*INSTRUCTIONS TO FOLLOW*. Could you write out the entries below again, every line included, from the line containing "Could you spot the black tire" through the line containing "point(132, 403)" (both ends inclusive)? Multiply each coordinate in the answer points by 0.4 and round it to a whole number, halves up, while keeping the requests and their sample points unchanged.

(Dataset entries about object locations)
◆ ◆ ◆ ◆ ◆ ◆ ◆

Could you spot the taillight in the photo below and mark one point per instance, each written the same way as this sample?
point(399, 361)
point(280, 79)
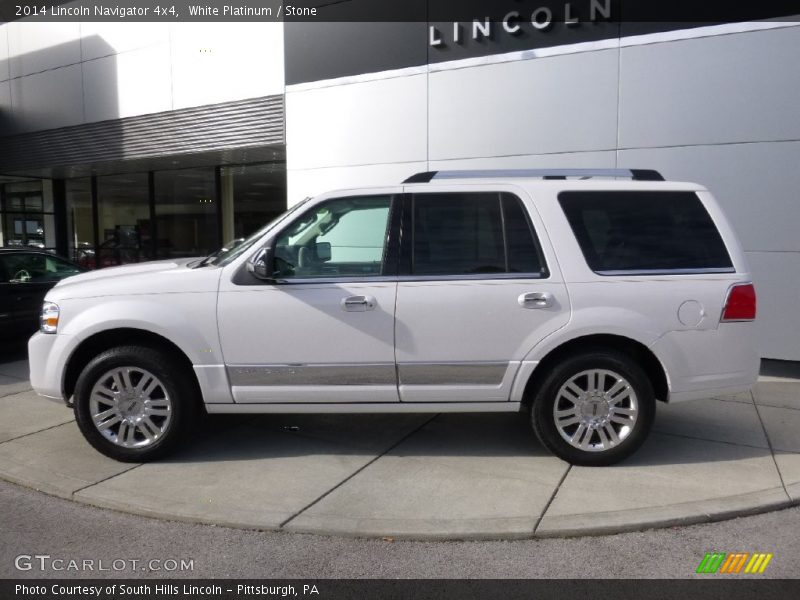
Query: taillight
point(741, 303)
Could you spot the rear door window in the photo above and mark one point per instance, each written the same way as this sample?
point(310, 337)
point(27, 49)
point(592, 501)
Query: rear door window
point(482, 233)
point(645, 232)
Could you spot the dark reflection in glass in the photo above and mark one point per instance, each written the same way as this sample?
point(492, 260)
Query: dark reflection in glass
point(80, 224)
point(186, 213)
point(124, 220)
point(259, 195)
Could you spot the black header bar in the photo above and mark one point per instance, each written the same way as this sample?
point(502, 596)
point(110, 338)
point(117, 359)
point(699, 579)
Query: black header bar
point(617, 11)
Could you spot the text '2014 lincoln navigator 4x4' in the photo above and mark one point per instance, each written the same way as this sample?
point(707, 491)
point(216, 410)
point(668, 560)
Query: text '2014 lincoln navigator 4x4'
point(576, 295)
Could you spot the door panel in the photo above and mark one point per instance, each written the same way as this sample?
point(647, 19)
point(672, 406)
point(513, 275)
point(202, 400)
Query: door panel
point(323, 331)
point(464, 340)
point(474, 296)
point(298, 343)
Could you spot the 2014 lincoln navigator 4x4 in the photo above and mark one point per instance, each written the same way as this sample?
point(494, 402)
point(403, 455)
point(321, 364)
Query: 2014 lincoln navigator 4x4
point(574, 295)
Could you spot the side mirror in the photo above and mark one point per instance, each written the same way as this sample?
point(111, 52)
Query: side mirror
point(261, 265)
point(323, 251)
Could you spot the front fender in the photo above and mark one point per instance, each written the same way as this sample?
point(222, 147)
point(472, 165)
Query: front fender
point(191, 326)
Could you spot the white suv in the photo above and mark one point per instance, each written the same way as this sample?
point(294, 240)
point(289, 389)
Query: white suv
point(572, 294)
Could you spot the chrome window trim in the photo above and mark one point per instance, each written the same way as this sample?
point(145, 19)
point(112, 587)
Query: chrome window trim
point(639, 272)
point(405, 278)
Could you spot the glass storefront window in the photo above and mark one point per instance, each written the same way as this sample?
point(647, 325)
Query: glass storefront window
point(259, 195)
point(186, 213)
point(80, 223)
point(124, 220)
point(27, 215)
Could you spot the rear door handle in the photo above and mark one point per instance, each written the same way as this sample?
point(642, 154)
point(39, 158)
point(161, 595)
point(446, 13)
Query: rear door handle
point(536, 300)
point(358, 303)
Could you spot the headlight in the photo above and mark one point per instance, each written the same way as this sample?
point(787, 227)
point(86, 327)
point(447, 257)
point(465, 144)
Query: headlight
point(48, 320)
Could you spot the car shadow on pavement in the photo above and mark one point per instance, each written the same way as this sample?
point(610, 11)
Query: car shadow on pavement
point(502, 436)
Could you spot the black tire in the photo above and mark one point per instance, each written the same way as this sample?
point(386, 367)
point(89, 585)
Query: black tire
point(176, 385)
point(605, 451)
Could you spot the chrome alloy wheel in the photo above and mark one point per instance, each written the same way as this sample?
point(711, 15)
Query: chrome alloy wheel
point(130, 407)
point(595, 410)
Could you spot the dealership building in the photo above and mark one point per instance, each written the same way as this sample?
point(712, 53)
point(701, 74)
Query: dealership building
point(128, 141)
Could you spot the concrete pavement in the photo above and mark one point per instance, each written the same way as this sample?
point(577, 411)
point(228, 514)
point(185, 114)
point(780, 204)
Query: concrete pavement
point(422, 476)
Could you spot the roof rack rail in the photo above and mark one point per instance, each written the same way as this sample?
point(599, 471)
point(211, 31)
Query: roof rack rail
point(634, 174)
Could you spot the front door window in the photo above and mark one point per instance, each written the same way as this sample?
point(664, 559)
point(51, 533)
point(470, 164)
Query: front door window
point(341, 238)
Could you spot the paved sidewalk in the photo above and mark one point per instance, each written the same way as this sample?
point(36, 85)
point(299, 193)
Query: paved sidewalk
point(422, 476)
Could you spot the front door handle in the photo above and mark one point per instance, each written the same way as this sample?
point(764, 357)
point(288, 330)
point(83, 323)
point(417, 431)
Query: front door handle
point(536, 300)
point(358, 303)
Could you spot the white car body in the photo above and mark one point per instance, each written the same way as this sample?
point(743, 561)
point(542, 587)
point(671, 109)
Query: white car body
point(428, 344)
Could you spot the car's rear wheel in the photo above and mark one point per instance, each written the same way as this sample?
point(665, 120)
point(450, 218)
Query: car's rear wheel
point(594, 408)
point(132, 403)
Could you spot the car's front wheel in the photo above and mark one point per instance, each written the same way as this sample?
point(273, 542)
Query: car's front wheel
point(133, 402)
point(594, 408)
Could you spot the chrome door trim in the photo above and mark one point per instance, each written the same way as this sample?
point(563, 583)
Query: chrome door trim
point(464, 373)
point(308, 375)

◆ ◆ ◆ ◆ ◆ ◆ ◆

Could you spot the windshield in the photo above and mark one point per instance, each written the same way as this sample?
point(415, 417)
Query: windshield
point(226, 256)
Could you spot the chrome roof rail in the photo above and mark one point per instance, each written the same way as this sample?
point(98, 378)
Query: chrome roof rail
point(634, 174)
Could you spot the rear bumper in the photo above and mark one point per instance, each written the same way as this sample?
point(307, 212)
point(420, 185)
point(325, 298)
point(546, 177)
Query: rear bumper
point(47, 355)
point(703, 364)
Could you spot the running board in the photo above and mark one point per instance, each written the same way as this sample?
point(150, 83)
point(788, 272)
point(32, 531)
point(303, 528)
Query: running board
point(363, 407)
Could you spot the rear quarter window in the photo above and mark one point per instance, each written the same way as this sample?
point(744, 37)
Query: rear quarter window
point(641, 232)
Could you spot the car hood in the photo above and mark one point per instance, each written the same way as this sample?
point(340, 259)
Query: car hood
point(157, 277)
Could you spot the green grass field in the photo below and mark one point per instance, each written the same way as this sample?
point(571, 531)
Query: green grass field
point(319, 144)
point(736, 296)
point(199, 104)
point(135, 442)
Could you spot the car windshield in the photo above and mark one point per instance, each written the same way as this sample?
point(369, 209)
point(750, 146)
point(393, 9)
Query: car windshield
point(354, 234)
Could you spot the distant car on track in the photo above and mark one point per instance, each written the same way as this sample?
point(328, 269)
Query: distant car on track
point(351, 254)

◆ ◆ ◆ ◆ ◆ ◆ ◆

*FULL OUTPUT*.
Could you spot the black tire in the photo above and mark one point per instance, each written the same way as this sample?
point(386, 367)
point(89, 585)
Query: black tire
point(70, 154)
point(242, 180)
Could you spot the chrome alloy wheel in the photo above and mark one point per instance, each written the same way as this sample?
point(711, 15)
Query: chrome alloy wheel
point(52, 163)
point(238, 164)
Could you spot the dealership building in the photo above and mark one point per instance, each written the same way as this sample?
point(712, 53)
point(701, 74)
Query: dealership building
point(51, 56)
Could you spot the concrete pavement in the photo above and mark one point per instance, each written the same way as this sample?
point(577, 411)
point(228, 514)
point(185, 114)
point(780, 204)
Query: concrete pavement
point(169, 190)
Could you spot the roof rack rail in the photo above and mark one point per instance, each written the same way as this sample?
point(599, 471)
point(211, 31)
Query: roof rack rail
point(254, 70)
Could you spot the front door window in the photo above and mark one point per instance, each written the same way as this sample?
point(664, 559)
point(51, 533)
point(470, 164)
Query: front door window
point(136, 95)
Could you spot the paved sidewalk in the photo above and mark one point per instance, each written the same way as this sample?
point(36, 85)
point(299, 193)
Query: paved sidewalk
point(169, 190)
Could you spot the front door handle in the photo above and mark one point per instance, each written the same way as this sample?
point(764, 357)
point(288, 330)
point(83, 323)
point(417, 431)
Query: front door handle
point(214, 120)
point(143, 121)
Could you spot the white car body in the photo above and mark one point per instance, each written the same way as this sample?
point(743, 561)
point(542, 587)
point(671, 109)
Query: white car body
point(171, 138)
Could you spot the car's rear wheel in the photo above and mark one point per instance, each written the same way as this sample?
point(665, 120)
point(450, 218)
Query: car's rear wheel
point(238, 163)
point(53, 161)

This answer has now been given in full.